--- Okuma parçası ---

Mardint: İTÜ’nün Mardin’deki Araştırma Üssü

Süper Kent Mardin dosyamız kapsamında Doç.Dr. Yüksel Demir ile söyleşi yaptık.

Ezgi Can Cengiz: Öncelikle İTÜ-MardINT Eğitim Araştırma ve Uygulama Merkezi’nin çalışmalarından bahsedebilir misiniz?

Yüksel Demir: Kısaltılmış adıyla kamuoyunda MardINT olarak bilinen İTÜ Mardin Uygulama ve Araştırma Merkezi’nin amacı: Mardin’in kültürel ve sanatsal varlıklarının korunması ve yaşatılması, sosyal, ekonomik, teknik sorunlarının çözülmesi için gereken disiplinlerarası çalışmaların planlanma, programlanma, tasarım ve uygulamasına katkı sağlanması, Mardin üzerine çeşitli zamanlarda yapılan araştırmaların derlenmesi, arşivlenmesi ve bir kentsel bellek oluşturulmasına katkıda bulunulması ve Mardin ilinde bulunan konuyla ilgili kurum ve kuruluşlarla iş birliği yapmaktır. İTÜ MardINT, 2005 yılında lisans ve lisansüstü düzeyinde akademik (projeler, atölyeler) çalışmaların yürütüldüğü bir merkez olarak faaliyete başladı; 2011 yılında bakanlar kurulu kararıyla uygulama-araştırma merkezine dönüştü: İTÜ Mardin Uygulama ve Araştırma Merkezi adını aldı. O zamandan sonra da içinde çeşitli uygulamaların da olduğu birçok etkinlik gerçekleştirildi.

--- Veri bölümü ---

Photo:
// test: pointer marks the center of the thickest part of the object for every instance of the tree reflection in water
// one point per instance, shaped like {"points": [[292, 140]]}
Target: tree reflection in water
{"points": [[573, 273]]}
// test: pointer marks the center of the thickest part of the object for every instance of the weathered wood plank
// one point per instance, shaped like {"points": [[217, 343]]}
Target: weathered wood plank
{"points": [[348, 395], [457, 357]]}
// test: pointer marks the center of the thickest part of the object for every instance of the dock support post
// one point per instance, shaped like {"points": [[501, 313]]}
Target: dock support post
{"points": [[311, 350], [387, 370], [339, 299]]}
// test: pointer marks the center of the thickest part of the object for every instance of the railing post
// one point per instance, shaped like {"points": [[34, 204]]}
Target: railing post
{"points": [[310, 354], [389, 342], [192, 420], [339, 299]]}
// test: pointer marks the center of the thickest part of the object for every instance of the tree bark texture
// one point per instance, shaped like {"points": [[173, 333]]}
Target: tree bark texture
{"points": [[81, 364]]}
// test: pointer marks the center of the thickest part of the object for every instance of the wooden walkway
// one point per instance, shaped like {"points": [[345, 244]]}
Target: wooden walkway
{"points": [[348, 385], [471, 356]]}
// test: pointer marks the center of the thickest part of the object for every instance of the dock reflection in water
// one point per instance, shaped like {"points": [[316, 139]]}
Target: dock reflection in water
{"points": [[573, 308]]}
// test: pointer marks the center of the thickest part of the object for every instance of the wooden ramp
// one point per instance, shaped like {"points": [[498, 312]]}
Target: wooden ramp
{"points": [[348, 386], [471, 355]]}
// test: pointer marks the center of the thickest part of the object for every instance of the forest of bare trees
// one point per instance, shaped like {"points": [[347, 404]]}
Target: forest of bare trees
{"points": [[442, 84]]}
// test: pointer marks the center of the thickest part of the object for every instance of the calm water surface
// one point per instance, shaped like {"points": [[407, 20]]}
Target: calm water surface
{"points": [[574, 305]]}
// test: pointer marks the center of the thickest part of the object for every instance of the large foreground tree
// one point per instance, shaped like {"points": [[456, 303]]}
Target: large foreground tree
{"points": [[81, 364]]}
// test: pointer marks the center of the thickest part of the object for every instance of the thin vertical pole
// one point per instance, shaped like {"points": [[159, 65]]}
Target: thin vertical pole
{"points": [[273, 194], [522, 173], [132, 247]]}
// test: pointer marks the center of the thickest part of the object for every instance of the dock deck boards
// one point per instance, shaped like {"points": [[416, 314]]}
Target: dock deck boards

---

Yapılacak iş |
MardINT söyleşisinde "Mardint: İTÜ’nün Mardin’deki" sözleriyle başlayıp "çalışmalarından bahsedebilir misiniz?" sözleri de dahil olmak üzere devam eden bölümü, hiçbir değişiklik yapmadan yazar mısınız?

Yanıt olarak |
Mardint: İTÜ’nün Mardin’deki Araştırma Üssü

Süper Kent Mardin dosyamız kapsamında Doç.Dr. Yüksel Demir ile söyleşi yaptık.

Ezgi Can Cengiz: Öncelikle İTÜ-MardINT Eğitim Araştırma ve Uygulama Merkezi’nin çalışmalarından bahsedebilir misiniz?